Goal: Put every line of the listing below into a JSON list of strings, one string per line. Leave out blank lines and the pictures.

++++ Data excerpts

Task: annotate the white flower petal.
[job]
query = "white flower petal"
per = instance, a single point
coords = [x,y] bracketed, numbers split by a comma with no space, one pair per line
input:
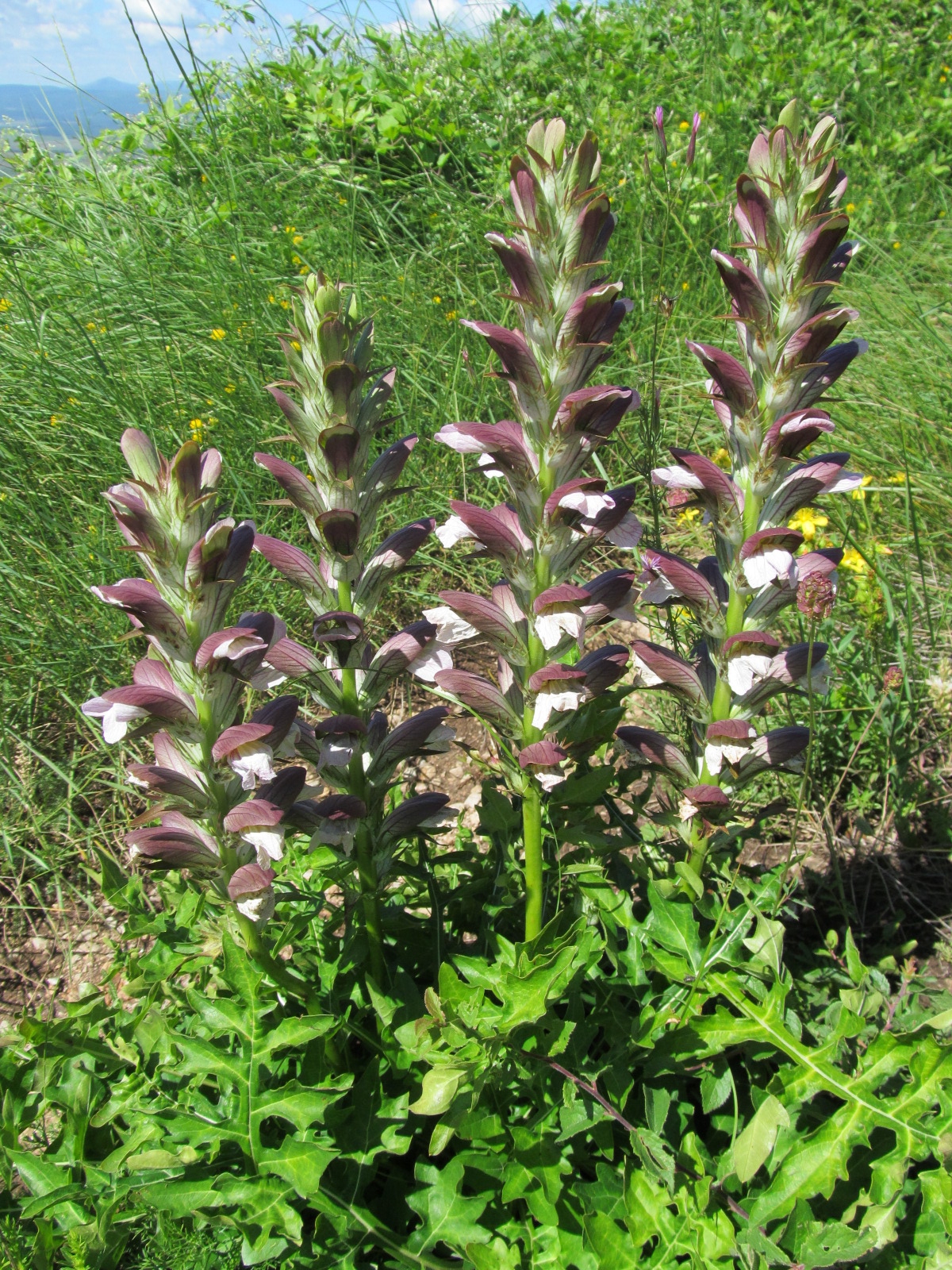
[746,671]
[454,531]
[429,664]
[451,628]
[251,762]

++++++++

Output of the exercise:
[
  "Task: annotate the white flower petal.",
  "[job]",
  "query = \"white flower petal\"",
  "per = instance, a single point",
  "coords = [x,y] bracketed, numbers split by a comma with no space, one pair per line",
  "input:",
  "[746,671]",
  "[454,531]",
  "[429,664]",
  "[451,628]",
  "[251,762]"
]